_WHAT YOU SHOULD DO:_
The full listing, exactly as written and with no images, is the expected output.

_PROVIDED RECORDS:_
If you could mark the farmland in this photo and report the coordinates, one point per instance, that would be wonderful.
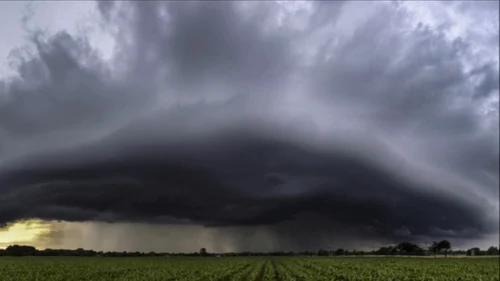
(248, 268)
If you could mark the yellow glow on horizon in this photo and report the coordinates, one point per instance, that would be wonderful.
(23, 232)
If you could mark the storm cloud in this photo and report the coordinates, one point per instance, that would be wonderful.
(307, 121)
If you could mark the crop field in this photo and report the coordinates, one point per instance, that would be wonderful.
(251, 268)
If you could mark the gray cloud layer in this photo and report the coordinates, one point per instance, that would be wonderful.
(221, 115)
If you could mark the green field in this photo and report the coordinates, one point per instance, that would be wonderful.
(252, 268)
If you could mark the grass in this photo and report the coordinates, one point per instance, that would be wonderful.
(248, 268)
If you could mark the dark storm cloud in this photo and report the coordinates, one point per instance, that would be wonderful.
(215, 114)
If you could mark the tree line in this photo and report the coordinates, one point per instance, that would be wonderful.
(401, 249)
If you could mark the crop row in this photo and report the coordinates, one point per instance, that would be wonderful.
(248, 269)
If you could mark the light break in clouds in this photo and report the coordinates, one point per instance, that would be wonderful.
(253, 125)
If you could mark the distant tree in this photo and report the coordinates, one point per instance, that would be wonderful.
(409, 248)
(444, 245)
(473, 251)
(17, 250)
(203, 252)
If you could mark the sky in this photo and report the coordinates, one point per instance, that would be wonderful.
(248, 126)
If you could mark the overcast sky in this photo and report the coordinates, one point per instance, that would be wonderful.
(250, 125)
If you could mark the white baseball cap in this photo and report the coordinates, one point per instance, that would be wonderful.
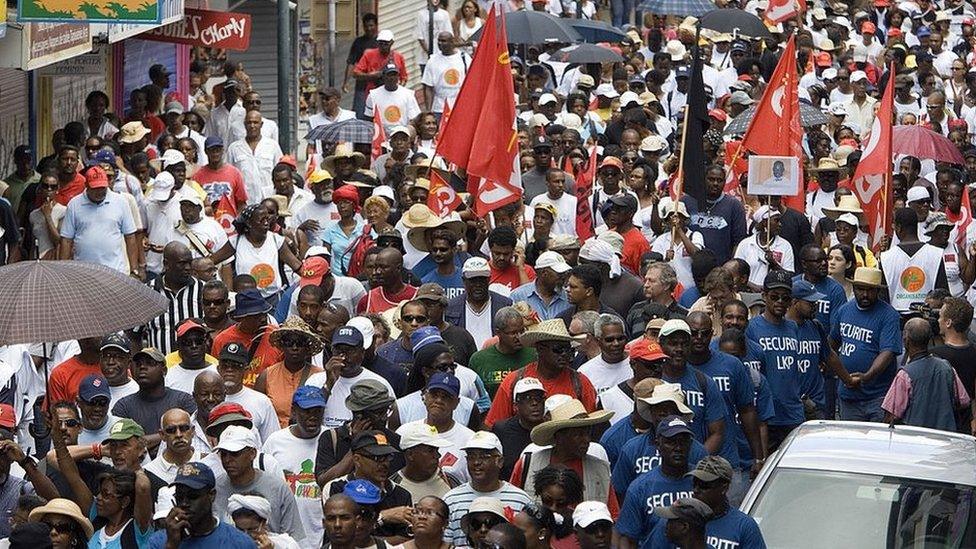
(528, 384)
(483, 440)
(588, 512)
(554, 261)
(418, 433)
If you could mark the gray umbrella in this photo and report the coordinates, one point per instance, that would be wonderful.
(810, 117)
(62, 300)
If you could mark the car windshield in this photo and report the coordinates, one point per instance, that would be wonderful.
(816, 509)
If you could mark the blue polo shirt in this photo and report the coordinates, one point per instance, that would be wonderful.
(779, 345)
(863, 334)
(639, 455)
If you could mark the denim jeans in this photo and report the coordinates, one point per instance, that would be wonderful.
(862, 410)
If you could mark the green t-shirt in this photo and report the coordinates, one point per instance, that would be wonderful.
(492, 365)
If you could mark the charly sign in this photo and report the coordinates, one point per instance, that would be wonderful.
(212, 29)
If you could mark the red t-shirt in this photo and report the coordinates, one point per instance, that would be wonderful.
(372, 61)
(225, 181)
(503, 407)
(264, 356)
(66, 378)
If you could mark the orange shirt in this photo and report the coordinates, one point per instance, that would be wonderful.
(265, 355)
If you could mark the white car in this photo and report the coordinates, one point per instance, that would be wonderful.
(839, 485)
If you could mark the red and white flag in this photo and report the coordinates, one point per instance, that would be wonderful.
(872, 179)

_FINISHED EXERCISE:_
If you could mark the farmland in this photo and report the coordinates, one point per instance, that would be wonderful.
(248, 268)
If you could mark the yellow glow on horizon in this photo and report the coordinates, one point per instance, that would be wonderful.
(23, 232)
If you could mark the storm cloud in this photo and report the coordinates, one point per instance, that would be wonderful.
(307, 121)
If you could mark the crop field in this photo and report the coordinates, one point per instance, that would be wonderful.
(251, 268)
If you could mark the gray cloud layer in this photo and report the coordinates, one point per instance, that would be wonderful.
(221, 115)
If you could mark the green field in this photo and report the coordinates, one point per instance, that would be wonderful.
(252, 268)
If you could mark the grass in this photo and report the coordinates, one point per instance, that would be wonderful.
(248, 268)
If you could mark the dark storm cloud in this photo and report the coordinates, one point per instance, that would be wonderful.
(215, 114)
If you could mark the tree line in this photo and report the coordinates, one point per instance, that would be wonderful.
(401, 249)
If you could mark the crop row in this photo and report the coordinates, one point per instance, that would be wonderful.
(248, 269)
If you could mark the light break in clouds in this photo and report the coordinates, one point per instance, that would be wonderful.
(253, 125)
If you could mark the distant tree in this photo and report the coordinates, one point per instance, that would be wonderful.
(409, 248)
(444, 245)
(473, 251)
(17, 250)
(203, 252)
If you could mark the sky in this photo and report the coordinates, one point per instance, that would be wonderful.
(248, 126)
If you could mark the overcast sky in this photo and report the coordinates, one point per instance, that would be wonderful.
(250, 125)
If you could mark the white baseball cap in this photo and report the coordinates, one point per instance, that would be wonderful.
(528, 384)
(483, 440)
(588, 512)
(554, 261)
(418, 433)
If you could mark the gray umbrella in this photo and report the coordinates, one point per instance, that would be wonderful.
(810, 117)
(62, 300)
If you could mark the car windshield in this photo and report the coordinates, one point per instance, that would be wonderful.
(816, 509)
If you could mark the blue polo shirt in this photo and report the coordinates, one point per instance, that would be wonderful.
(779, 345)
(863, 334)
(639, 455)
If you could mark the denim jeans in this photo and report the coordinates, one point per instance, that would be wonderful.
(862, 410)
If you could mark the green t-shirt in this photo and report the coordinates, one point per instance, that would be wonderful.
(492, 365)
If you could mark the charly sign in this photo and report the coordinates, one point per instance, that would be wonderful.
(212, 29)
If you could mark the red t-shirt in this photo and report the coordinates, one point per instance, that would be wonderful.
(372, 61)
(225, 181)
(503, 407)
(264, 356)
(66, 378)
If you could mark the orange shirt in this photo and report the coordinates, one point per instance, that would be wonderful.
(265, 355)
If you could mark the white car in this photo and report the coordinates, one point per instance, that would be wonderful.
(839, 485)
If you could mark the red and white flag in this photo and report the coordinates, one point per instance, that would be wonderful.
(872, 179)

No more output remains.